● TRY IT
In the records below, count every line that contains the word "blue" and report only the total.

Source records
§ §
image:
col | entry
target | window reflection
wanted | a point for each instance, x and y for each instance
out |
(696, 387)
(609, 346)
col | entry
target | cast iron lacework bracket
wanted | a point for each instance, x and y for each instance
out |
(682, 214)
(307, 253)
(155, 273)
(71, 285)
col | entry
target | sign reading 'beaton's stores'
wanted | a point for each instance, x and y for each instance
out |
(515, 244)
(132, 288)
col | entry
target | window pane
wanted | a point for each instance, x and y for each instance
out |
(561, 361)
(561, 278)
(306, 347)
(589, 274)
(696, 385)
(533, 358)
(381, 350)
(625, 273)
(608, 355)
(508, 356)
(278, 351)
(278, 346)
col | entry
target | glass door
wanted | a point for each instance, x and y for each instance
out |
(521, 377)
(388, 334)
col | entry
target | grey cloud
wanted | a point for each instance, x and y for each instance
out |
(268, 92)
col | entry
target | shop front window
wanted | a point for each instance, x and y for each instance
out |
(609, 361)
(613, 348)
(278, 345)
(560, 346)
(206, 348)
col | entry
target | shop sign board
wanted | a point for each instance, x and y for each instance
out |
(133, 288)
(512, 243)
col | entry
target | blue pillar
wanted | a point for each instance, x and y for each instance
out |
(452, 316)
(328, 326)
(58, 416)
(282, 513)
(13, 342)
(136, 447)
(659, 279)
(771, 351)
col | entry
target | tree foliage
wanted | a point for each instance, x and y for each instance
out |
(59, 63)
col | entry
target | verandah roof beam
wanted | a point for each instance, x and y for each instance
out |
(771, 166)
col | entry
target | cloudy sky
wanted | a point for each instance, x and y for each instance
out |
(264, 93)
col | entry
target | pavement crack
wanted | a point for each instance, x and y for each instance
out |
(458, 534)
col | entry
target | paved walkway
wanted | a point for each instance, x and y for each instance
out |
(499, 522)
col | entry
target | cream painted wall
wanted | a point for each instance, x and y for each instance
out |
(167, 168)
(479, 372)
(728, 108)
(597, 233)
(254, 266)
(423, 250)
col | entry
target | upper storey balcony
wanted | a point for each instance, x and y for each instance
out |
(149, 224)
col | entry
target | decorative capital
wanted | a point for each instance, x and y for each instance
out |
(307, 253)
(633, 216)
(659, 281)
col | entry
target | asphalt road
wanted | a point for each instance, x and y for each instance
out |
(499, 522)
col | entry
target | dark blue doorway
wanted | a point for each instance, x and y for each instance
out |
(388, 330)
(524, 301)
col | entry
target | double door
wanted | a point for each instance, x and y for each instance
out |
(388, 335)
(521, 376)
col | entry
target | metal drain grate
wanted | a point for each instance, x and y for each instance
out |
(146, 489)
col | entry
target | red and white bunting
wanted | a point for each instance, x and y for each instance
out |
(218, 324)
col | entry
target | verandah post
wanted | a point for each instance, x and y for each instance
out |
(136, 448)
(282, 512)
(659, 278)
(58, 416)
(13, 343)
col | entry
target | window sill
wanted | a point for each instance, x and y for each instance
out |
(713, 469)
§ §
● OUTPUT OF THE TASK
2